[Start of Attachment]

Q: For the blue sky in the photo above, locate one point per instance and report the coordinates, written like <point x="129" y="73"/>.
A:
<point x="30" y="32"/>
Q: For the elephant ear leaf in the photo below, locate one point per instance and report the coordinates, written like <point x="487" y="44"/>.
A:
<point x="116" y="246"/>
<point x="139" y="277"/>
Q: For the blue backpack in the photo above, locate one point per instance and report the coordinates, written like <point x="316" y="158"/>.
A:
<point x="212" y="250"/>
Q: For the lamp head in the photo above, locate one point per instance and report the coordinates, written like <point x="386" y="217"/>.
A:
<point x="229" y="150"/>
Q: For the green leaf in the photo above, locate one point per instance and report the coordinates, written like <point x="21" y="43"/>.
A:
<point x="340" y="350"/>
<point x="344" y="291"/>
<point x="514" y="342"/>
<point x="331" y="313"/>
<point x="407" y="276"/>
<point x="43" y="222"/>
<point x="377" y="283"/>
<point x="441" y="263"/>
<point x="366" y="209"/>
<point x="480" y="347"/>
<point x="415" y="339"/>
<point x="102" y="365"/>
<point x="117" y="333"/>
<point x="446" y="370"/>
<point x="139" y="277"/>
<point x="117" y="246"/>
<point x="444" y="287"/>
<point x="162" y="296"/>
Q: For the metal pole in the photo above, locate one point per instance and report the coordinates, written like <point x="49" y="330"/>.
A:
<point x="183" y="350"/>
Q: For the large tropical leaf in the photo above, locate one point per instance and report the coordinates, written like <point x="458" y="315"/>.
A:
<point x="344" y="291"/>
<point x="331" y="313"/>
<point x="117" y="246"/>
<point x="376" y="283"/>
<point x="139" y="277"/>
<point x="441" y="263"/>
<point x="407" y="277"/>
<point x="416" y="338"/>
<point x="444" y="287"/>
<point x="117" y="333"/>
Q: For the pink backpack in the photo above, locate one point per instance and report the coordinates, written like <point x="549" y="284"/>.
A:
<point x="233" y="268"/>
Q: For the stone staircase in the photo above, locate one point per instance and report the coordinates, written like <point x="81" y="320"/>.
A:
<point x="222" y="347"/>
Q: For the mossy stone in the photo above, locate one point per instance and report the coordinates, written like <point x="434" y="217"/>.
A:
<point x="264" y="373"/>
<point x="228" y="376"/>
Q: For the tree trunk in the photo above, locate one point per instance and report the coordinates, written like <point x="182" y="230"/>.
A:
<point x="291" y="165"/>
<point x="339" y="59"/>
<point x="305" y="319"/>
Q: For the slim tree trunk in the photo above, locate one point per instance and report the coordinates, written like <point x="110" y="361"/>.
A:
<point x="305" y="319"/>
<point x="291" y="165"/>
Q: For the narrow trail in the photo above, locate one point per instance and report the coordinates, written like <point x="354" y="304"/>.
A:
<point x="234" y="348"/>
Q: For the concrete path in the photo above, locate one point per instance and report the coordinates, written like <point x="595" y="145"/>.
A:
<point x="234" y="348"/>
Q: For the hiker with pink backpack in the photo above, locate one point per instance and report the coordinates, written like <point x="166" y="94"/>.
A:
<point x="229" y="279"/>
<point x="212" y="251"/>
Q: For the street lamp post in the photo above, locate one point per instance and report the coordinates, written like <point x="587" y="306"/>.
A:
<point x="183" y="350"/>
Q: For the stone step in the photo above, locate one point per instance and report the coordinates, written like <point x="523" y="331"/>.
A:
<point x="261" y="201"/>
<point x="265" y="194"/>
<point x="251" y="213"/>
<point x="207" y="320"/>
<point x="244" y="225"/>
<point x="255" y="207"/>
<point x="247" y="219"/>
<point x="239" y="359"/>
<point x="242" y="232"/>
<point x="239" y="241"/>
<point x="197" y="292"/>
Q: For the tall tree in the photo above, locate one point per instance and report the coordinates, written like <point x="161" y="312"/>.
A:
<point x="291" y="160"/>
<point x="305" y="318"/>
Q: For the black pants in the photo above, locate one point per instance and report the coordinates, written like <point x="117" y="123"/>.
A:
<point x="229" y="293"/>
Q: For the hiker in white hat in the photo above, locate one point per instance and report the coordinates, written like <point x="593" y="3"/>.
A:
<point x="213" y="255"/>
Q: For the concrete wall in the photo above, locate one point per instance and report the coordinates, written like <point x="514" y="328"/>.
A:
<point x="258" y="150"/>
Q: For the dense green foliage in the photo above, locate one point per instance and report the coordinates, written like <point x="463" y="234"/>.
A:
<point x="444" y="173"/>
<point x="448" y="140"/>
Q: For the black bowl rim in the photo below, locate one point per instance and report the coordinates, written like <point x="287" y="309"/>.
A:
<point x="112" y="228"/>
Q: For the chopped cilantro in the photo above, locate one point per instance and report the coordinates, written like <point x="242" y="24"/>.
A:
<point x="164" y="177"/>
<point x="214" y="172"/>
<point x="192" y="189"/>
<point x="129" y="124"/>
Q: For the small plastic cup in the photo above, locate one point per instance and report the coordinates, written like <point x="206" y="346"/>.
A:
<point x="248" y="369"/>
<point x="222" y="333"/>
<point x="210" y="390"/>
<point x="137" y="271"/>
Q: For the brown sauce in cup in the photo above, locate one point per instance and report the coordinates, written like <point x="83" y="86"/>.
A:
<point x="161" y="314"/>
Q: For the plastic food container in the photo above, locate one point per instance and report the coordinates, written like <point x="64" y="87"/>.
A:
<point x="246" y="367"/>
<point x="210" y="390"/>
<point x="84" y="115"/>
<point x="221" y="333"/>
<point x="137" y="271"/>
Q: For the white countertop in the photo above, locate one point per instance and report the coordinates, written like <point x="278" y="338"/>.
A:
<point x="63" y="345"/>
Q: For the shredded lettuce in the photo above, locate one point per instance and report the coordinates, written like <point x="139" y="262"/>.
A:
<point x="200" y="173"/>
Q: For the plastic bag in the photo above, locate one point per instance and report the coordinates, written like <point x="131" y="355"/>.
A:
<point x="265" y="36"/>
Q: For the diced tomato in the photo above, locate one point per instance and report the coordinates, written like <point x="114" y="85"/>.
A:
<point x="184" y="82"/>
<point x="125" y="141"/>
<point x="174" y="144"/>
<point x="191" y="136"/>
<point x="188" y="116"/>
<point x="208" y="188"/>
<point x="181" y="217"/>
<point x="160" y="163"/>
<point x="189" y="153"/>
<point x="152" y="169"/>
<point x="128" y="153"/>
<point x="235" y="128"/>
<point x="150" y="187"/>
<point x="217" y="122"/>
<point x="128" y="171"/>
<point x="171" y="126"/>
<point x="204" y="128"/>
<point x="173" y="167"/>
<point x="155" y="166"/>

[End of Attachment]

What you have to do: Read through the entries, then copy every line where the string "trunk" is found.

Response for this exercise:
Q: For the tree trunk in the photo above, locate one point per instance and report the coordinates, written like <point x="182" y="230"/>.
Q: For the slim tree trunk in the photo above, locate one point per instance and report the coordinates, written like <point x="110" y="361"/>.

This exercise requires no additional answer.